» **Exercise brief**
Copy out the data below, changing every "pixel coordinates" to "x,y pixel positions" and leaving all other text as it is.
## start
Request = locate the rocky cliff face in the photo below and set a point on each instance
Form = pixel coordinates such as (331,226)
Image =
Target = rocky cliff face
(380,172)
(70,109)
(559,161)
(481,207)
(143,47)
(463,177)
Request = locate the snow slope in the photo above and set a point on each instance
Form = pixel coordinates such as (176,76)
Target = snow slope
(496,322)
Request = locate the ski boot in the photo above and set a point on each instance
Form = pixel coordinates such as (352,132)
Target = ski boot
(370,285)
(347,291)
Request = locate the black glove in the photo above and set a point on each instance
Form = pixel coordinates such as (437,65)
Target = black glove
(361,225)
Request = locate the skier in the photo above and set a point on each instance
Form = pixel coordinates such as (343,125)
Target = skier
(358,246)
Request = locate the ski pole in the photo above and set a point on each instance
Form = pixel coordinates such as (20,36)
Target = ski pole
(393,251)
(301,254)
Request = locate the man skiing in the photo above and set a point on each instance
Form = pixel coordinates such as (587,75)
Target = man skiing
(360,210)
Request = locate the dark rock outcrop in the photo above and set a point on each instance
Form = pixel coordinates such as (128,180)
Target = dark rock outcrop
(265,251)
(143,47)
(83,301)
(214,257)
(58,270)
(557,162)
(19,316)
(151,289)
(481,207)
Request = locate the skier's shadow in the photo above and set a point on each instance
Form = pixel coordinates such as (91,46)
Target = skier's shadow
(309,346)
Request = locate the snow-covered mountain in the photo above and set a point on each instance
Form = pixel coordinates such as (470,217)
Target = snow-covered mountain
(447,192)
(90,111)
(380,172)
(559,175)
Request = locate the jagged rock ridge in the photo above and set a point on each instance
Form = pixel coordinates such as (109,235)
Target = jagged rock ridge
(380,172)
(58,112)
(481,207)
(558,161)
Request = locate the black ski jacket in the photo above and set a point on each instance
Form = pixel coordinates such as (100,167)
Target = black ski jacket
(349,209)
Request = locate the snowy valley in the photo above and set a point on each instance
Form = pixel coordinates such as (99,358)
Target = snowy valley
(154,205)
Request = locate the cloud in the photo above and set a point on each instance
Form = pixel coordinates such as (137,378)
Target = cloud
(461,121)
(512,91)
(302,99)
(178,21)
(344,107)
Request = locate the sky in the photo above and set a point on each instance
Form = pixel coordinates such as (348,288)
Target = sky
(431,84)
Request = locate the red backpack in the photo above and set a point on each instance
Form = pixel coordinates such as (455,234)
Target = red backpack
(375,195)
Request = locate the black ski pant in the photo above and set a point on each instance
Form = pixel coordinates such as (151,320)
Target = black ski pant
## end
» **In response**
Request = locate the rocky cliff face in the photo below and set a point on each instance
Form = x,y pixel positions such as (331,226)
Image =
Target = rocky cliff face
(380,172)
(70,109)
(559,161)
(481,207)
(143,47)
(463,177)
Request = locate the snow slope in the photo above and set a point on each instance
Form = x,y pixel positions such as (176,76)
Target = snow slope
(496,322)
Request = locate the ski boot in the photo above and set a point on each instance
Form = x,y pixel positions such as (352,132)
Target = ski boot
(370,285)
(347,291)
Request = locate the black glove in the photo above and set a point on each instance
Form = x,y pixel positions such as (437,65)
Target = black glove
(361,225)
Request = locate the skier in the photo above and set a point on each instance
Form = x,y pixel positions such as (343,125)
Target = skier
(358,246)
Request = locate the ski pole in the photo above and set a point on each instance
Form = x,y pixel positions such as (20,36)
Target = ski pole
(393,251)
(301,254)
Request = locate the man skiing in the photo above and set a point on each instance
Form = x,y pixel positions such as (587,75)
Target = man skiing
(360,210)
Request = locate the dark rock outcrop in the photo above and set a point on each instance
Form = x,y pixel positions such as (128,180)
Target = dark rock outcrop
(265,251)
(143,47)
(83,301)
(214,257)
(58,270)
(557,162)
(19,316)
(151,289)
(481,207)
Request = locate the skier's shadow in the photo above and set a point on each instance
Form = x,y pixel positions such as (91,46)
Target = skier's shadow
(309,346)
Request = locate the snow-covered mountain in the photo above and set a point on each instance
Form = x,y pixel positions such as (470,217)
Target = snow-covered mountain
(447,192)
(90,111)
(380,172)
(559,175)
Request = locate the jagged rock ridge in the photo above and set a point on each instance
Form = x,y pixel positions such as (109,235)
Target = jagged rock ridge
(380,172)
(58,112)
(481,207)
(558,161)
Request = locate the black ski jacket in the photo above and set a point on each instance
Form = x,y pixel positions such as (100,167)
Target = black ski jacket
(349,209)
Request = locate the snowy valley in the photo above and set a point on each instance
Form = x,y pixel positions such as (99,358)
Target = snowy valley
(154,205)
Request = locate the cloud in the photo above and set a point on each instance
Form = x,y pixel positions such as (137,378)
Target = cloud
(461,121)
(512,91)
(302,99)
(178,21)
(344,107)
Request = locate the sky in the photo above and set a point on each instance
Form = x,y pixel positions such as (348,288)
Target = sky
(431,84)
Request = locate the red backpack in the photo above and set a point on each instance
Form = x,y pixel positions such as (455,234)
Target = red backpack
(375,195)
Request = locate the black ski pant in the photo above and set a point on each instance
Form = x,y pixel positions such as (151,320)
Target = black ski pant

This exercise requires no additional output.